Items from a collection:
◇ ◇ ◇ ◇

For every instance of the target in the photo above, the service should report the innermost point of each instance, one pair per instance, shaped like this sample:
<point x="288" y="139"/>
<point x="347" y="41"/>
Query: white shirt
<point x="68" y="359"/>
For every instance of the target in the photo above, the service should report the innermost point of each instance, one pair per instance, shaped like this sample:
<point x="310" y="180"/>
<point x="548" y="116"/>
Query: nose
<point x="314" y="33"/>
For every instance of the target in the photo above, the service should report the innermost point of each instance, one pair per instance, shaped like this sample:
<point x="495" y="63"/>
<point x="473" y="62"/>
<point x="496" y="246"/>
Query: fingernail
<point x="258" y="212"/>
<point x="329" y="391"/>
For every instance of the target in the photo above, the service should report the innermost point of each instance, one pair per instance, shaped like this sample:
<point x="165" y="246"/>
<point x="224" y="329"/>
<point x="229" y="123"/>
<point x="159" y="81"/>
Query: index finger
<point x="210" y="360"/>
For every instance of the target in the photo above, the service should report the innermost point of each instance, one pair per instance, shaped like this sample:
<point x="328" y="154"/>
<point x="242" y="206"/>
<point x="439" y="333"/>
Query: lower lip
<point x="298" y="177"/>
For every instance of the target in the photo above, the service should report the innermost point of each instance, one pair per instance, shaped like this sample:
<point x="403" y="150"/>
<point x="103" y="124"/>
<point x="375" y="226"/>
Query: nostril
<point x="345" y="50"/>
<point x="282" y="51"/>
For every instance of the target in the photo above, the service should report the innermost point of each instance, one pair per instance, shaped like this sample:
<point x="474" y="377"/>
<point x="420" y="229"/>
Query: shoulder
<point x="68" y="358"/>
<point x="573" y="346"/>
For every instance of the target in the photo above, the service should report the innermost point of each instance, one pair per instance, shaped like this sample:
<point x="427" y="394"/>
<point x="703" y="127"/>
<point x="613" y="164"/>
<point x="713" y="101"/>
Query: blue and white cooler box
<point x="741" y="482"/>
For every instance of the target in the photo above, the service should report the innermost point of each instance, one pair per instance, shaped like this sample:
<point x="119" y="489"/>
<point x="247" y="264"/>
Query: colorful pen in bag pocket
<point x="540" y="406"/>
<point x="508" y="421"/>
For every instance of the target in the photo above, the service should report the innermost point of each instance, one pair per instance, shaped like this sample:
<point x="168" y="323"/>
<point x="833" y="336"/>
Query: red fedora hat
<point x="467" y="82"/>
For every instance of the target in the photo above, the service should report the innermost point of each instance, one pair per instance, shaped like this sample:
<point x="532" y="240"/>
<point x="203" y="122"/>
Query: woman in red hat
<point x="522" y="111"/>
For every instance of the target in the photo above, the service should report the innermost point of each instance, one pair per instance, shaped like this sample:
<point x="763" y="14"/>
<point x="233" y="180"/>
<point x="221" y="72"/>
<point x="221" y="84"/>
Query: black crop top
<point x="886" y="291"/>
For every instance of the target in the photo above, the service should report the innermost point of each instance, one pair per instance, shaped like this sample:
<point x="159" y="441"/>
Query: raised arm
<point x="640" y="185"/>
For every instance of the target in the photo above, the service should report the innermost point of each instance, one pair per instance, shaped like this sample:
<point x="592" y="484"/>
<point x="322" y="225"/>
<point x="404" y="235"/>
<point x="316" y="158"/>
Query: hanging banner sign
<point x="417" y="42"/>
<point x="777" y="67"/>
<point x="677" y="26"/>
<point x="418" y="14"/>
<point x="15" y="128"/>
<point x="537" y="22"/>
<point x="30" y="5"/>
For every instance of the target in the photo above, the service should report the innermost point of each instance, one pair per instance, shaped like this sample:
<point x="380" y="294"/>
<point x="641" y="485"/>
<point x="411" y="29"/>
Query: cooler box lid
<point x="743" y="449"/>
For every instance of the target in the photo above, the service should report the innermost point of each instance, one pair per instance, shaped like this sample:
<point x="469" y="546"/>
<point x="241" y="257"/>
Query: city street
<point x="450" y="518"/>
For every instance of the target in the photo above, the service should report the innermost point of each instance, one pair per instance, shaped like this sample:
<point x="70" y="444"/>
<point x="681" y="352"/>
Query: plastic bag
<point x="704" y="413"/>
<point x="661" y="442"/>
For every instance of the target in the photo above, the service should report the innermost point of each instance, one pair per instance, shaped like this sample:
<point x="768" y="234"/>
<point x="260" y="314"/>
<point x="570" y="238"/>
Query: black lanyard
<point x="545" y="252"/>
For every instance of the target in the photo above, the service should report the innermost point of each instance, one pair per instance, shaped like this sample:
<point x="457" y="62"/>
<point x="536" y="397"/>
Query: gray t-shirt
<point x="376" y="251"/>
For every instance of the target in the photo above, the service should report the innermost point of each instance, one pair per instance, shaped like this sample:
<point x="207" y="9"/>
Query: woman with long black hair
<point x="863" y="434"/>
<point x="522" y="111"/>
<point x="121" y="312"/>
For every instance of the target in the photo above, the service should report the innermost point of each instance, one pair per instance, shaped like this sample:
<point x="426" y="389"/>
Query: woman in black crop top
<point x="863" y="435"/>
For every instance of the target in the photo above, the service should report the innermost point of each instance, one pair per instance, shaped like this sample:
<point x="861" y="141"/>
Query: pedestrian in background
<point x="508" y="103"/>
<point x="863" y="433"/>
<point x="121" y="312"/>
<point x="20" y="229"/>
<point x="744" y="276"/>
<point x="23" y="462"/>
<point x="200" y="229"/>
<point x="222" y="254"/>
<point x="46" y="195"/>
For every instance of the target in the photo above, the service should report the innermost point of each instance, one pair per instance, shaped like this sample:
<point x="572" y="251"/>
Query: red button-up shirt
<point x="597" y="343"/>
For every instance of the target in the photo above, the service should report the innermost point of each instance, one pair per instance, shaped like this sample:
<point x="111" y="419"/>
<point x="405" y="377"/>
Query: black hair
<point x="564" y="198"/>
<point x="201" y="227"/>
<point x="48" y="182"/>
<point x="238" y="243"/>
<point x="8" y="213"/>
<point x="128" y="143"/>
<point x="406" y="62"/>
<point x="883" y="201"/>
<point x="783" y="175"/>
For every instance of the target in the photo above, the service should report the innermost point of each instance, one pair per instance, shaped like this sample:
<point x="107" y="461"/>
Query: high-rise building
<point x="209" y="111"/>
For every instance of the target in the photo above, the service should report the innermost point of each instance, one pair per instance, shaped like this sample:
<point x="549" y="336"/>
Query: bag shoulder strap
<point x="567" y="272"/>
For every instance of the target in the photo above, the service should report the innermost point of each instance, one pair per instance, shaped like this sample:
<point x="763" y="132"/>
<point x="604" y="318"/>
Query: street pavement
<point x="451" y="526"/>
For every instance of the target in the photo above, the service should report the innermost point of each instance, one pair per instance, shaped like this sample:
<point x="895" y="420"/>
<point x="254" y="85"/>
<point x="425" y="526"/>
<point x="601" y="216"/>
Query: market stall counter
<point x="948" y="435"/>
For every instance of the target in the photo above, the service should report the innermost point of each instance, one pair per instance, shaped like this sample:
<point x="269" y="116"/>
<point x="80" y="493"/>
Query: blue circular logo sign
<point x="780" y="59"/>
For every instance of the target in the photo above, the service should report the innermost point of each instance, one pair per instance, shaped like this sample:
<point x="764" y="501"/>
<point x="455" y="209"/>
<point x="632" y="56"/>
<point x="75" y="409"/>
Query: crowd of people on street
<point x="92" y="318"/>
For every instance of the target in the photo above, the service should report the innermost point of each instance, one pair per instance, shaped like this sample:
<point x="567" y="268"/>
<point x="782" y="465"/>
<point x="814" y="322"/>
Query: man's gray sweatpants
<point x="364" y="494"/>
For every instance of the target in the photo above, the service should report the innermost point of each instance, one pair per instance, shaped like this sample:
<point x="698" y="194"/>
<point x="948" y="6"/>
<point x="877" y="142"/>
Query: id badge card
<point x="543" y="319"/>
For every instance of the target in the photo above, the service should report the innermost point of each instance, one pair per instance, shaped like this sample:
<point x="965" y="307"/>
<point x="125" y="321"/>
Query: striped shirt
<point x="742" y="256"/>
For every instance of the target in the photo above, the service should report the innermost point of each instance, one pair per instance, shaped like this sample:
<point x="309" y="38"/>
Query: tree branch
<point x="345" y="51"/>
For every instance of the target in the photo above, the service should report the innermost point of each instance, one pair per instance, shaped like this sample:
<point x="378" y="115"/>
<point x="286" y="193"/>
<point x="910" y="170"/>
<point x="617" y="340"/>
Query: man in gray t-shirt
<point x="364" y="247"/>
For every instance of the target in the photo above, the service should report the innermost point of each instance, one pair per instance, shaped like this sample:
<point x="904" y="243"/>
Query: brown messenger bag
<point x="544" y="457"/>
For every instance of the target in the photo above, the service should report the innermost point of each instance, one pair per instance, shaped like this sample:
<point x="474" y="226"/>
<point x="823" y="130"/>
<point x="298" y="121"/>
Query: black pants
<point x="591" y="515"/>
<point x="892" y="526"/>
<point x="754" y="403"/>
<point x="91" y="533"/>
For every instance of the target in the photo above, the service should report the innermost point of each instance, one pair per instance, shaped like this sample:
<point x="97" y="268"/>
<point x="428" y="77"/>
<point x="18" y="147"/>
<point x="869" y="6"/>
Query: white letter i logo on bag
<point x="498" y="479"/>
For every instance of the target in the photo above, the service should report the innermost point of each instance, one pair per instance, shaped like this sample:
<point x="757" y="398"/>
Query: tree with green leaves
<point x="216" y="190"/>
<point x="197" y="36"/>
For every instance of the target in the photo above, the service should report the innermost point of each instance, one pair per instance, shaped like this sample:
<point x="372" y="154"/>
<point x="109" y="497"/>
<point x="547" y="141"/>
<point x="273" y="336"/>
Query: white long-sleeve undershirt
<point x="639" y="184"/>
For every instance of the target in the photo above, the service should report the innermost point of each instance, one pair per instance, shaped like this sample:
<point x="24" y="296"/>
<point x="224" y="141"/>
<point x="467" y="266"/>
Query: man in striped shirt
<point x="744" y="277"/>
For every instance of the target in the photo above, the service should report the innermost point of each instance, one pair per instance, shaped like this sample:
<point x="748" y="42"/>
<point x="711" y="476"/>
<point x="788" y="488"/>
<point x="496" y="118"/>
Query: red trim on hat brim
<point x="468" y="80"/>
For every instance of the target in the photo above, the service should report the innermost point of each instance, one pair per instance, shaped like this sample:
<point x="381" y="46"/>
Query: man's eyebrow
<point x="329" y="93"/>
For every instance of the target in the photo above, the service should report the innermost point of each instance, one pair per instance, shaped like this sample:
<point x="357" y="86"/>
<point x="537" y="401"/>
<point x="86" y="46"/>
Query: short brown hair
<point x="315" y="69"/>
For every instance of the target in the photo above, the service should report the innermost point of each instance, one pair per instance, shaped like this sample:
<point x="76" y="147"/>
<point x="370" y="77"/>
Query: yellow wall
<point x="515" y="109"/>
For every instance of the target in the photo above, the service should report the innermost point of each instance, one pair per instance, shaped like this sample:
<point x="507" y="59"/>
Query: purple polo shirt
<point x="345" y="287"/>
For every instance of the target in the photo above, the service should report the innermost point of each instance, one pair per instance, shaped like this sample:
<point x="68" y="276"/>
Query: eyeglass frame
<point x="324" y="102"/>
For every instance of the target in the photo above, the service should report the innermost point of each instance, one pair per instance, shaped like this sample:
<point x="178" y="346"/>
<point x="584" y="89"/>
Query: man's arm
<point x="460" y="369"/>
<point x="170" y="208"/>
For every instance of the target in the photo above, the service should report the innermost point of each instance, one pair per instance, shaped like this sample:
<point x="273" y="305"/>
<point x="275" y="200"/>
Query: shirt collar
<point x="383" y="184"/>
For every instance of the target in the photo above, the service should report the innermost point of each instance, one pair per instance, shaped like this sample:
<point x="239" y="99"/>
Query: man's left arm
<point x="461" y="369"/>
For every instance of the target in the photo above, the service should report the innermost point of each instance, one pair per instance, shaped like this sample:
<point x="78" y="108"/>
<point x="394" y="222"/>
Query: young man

◇ ◇ ◇ ◇

_Set exercise:_
Find every line in the items above that contains the word "crop", and copy each of those lines.

_Finished exercise:_
Query: black crop top
Query: woman in black crop top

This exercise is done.